● **Dataset entries**
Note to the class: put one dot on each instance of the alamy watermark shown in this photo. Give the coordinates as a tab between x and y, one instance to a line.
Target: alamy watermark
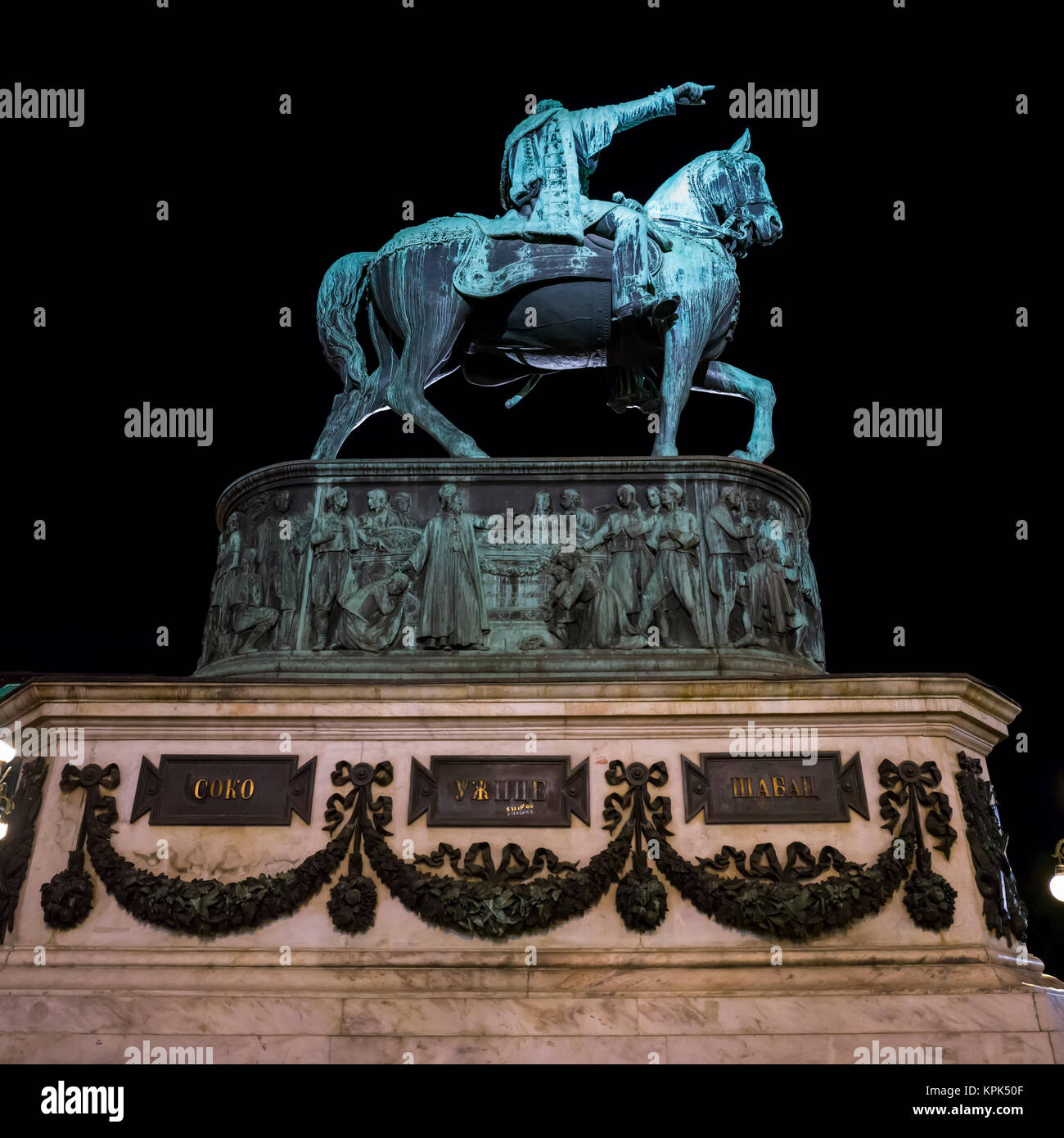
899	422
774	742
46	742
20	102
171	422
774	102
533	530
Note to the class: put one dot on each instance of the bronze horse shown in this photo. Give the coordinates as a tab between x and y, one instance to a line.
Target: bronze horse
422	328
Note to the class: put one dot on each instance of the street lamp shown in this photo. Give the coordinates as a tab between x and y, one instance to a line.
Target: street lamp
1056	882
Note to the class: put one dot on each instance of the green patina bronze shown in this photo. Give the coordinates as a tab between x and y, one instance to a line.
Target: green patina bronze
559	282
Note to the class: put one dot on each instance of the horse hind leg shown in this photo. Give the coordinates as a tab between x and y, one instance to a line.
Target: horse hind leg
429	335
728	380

● **TASK REQUIREMENTS**
With the pictures removed, copy the data above word for word.

● **RESPONSE**
Note to the class: put one dot on each instance of the alamy watermark shown in this photo. Give the coordinates as a tab between x and y, one instance to a line.
Target: alamy watermark
899	422
774	742
46	742
20	102
171	422
774	102
533	530
Note to the class: put one dot on each instance of the bronze horse shown in this photo. Give the coordinates as a tab between x and y, one instance to a line.
Target: bronze horse
422	328
Note to the class: put one dot on each instance of the street lamp shown in this photo. Give the coordinates as a tab between x and y, one instance to a line.
Target: street lamp
1056	882
Note to the class: put one dot on each instance of the green patina bronze shown in this photo. Give the coordinates as a tab between x and y, one instance to a line.
Target: green patina bronze
559	282
Note to the class: put one dot on each instance of the horse hind leg shown in this photo. Give the coordinates as a tab between x and y, one instance to a line.
Target: horse hind leg
429	335
728	380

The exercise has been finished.